• [WHAT TO PRODUCE] Reproduce every line of the data below verbatim, changing no character.

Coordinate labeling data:
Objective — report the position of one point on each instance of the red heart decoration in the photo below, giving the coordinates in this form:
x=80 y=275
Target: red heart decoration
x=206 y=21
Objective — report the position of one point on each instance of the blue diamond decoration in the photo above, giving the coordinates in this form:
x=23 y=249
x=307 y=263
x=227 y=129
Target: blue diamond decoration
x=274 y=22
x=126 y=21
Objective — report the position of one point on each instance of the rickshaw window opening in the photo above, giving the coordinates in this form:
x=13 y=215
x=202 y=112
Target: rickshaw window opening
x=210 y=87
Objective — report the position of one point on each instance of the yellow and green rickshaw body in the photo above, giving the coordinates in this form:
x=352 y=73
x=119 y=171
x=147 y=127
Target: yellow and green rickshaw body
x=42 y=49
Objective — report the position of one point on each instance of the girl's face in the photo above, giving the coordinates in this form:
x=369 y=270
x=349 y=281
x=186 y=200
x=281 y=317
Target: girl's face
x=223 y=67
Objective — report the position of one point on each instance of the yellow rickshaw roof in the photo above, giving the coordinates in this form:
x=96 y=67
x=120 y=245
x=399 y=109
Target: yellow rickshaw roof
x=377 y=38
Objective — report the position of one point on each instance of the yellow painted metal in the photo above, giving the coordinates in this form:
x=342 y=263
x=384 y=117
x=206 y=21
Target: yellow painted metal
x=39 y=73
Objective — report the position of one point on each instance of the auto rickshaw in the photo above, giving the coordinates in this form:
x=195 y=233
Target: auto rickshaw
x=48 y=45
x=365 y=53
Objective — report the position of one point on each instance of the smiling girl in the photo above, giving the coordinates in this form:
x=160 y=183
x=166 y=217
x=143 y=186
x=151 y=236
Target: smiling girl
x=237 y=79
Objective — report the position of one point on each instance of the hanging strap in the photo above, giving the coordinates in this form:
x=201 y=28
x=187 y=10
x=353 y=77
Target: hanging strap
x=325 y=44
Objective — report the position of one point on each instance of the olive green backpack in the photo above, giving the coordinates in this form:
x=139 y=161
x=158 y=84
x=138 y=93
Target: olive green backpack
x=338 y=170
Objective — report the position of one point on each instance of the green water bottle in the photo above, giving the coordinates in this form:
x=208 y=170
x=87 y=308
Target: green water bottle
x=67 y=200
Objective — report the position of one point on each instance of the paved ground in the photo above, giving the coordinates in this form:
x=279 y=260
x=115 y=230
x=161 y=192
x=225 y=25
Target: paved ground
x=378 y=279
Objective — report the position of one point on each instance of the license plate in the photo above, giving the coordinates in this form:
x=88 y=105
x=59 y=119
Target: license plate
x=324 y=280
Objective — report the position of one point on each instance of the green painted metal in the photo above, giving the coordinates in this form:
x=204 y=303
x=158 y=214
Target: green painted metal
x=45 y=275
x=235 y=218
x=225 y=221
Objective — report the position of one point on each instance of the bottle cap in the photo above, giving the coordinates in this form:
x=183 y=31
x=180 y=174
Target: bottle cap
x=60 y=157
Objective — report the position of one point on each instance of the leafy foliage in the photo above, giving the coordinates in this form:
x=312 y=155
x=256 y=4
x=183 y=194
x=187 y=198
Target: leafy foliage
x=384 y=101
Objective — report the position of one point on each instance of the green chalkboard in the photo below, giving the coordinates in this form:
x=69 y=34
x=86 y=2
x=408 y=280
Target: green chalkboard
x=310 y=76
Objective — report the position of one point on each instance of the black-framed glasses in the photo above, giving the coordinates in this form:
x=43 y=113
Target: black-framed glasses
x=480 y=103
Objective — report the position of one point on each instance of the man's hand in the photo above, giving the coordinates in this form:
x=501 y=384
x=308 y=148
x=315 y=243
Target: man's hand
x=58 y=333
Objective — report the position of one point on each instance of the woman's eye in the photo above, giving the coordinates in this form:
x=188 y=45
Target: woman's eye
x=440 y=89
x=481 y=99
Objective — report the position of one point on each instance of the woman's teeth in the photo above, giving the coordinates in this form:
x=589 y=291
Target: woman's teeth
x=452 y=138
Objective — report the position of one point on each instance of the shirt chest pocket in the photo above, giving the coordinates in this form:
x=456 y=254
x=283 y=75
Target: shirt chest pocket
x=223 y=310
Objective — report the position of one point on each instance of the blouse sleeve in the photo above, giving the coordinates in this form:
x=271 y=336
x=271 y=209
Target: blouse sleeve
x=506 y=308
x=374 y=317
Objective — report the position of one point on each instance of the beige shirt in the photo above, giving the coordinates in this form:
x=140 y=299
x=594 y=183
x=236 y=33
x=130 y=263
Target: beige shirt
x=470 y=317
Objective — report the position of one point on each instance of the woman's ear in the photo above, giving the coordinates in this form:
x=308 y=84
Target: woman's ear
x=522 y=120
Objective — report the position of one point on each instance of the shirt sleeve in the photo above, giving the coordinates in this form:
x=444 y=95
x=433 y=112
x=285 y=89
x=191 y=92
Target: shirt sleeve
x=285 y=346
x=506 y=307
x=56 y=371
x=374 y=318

• [COMPLETED EXERCISE]
Objective — report the position of one point on each instance of the red heart decoration in the photo below, giving the coordinates in this form:
x=80 y=275
Target: red heart decoration
x=206 y=21
Objective — report the position of one point on each instance of the blue diamond decoration in the photo above, giving the coordinates in this form:
x=23 y=249
x=307 y=263
x=227 y=129
Target: blue diamond decoration
x=274 y=22
x=126 y=21
Objective — report the position of one point on each instance of the rickshaw window opening in the photo above, giving the coordinates in this form:
x=13 y=215
x=202 y=112
Target: rickshaw window opening
x=210 y=87
Objective — report the position of one point on each instance of the yellow and green rickshaw body in the photo above, giving the coordinates in this form:
x=352 y=73
x=119 y=171
x=147 y=127
Target: yellow and green rickshaw body
x=42 y=49
Objective — report the position of one point on each instance of the girl's face in the photo above, giving the coordinates in this form:
x=369 y=270
x=349 y=281
x=186 y=200
x=281 y=317
Target: girl's face
x=223 y=67
Objective — report the position of one point on each instance of the yellow rickshaw roof in the photo above, giving the coordinates in this form:
x=96 y=67
x=120 y=245
x=399 y=109
Target: yellow rickshaw roof
x=377 y=38
Objective — report the position of one point on each instance of the yellow painted metal in the photo above, giving the coordinates in this form:
x=342 y=263
x=384 y=117
x=206 y=21
Target: yellow painted metal
x=39 y=73
Objective — report the position of one point on each instance of the auto rickshaw in the photo above, giving the coordinates in this form:
x=195 y=233
Target: auto rickshaw
x=48 y=45
x=365 y=53
Objective — report the position of one point on each instance of the smiling girl in the photo above, giving the coordinates in this form:
x=160 y=183
x=166 y=217
x=143 y=186
x=151 y=236
Target: smiling girl
x=237 y=79
Objective — report the position of one point on each instance of the hanging strap in the photo above, giving the coordinates in this form:
x=201 y=28
x=187 y=10
x=353 y=77
Target: hanging strap
x=325 y=44
Objective — report the position of one point on each instance of the olive green backpack in the photo above, giving the coordinates in this form:
x=139 y=161
x=158 y=84
x=138 y=93
Target: olive green backpack
x=338 y=170
Objective — report the position of one point on each instance of the green water bottle in the photo above, giving the coordinates in this form:
x=208 y=170
x=87 y=308
Target: green water bottle
x=67 y=200
Objective — report the position of one point on each instance of the paved ground in the photo above, giving the coordinates in this form:
x=279 y=260
x=115 y=230
x=161 y=192
x=225 y=25
Target: paved ground
x=378 y=279
Objective — report the position of one point on each instance of the license plate in the photo above, giving the coordinates in this form:
x=88 y=105
x=59 y=119
Target: license plate
x=324 y=280
Objective — report the position of one point on each instance of the green painted metal in the photo above, giving the coordinates in this form:
x=204 y=303
x=158 y=214
Target: green painted metal
x=45 y=275
x=235 y=218
x=225 y=221
Objective — report the position of one point on each instance of the bottle cap in the photo above, giving the coordinates in this form:
x=183 y=31
x=180 y=174
Target: bottle cap
x=60 y=157
Objective — report the position of one point on each instance of the leafy foliage in the photo above, giving the coordinates in this form:
x=312 y=155
x=256 y=4
x=183 y=194
x=187 y=198
Target: leafy foliage
x=384 y=101
Objective — report the position of one point on each instance of the green chalkboard in the photo below, giving the coordinates in this form:
x=69 y=34
x=86 y=2
x=408 y=280
Target: green chalkboard
x=310 y=76
Objective — report the position of one point on each instance of the black-framed glasses in the photo above, giving the coordinates in this form:
x=43 y=113
Target: black-framed glasses
x=480 y=103
Objective — report the position of one point on each instance of the man's hand in the photo above, giving the coordinates in this form:
x=501 y=384
x=308 y=148
x=315 y=243
Target: man's hand
x=58 y=333
Objective — report the position of one point on each instance of the woman's eye in the photo above, giving the coordinates in this form:
x=188 y=45
Target: woman's eye
x=440 y=89
x=481 y=99
Objective — report the position of one point on each instance of the woman's teeth in the photo above, giving the coordinates in this form:
x=589 y=291
Target: woman's teeth
x=452 y=138
Objective — report the position of one point on each instance of the shirt chest pocket in the photo above, giving the coordinates in this form:
x=456 y=254
x=283 y=75
Target: shirt chest pocket
x=223 y=310
Objective — report the position of one point on each instance of the blouse sleeve in the photo above, giving the coordinates in this form:
x=271 y=336
x=271 y=209
Target: blouse sleeve
x=506 y=308
x=374 y=317
Objective — report the position of one point on each instance of the beige shirt in the photo above, giving the coordinates in this form:
x=140 y=299
x=594 y=183
x=236 y=33
x=130 y=263
Target: beige shirt
x=470 y=317
Objective — report the position of one point on each instance of the woman's ear in the photo above, giving the coordinates in this form:
x=308 y=84
Target: woman's ear
x=522 y=120
Objective — report the position of one point on each instance of the shirt sleeve in the photo above, giving the coordinates in this form:
x=444 y=95
x=433 y=112
x=285 y=89
x=191 y=92
Target: shirt sleeve
x=285 y=346
x=506 y=307
x=56 y=371
x=374 y=318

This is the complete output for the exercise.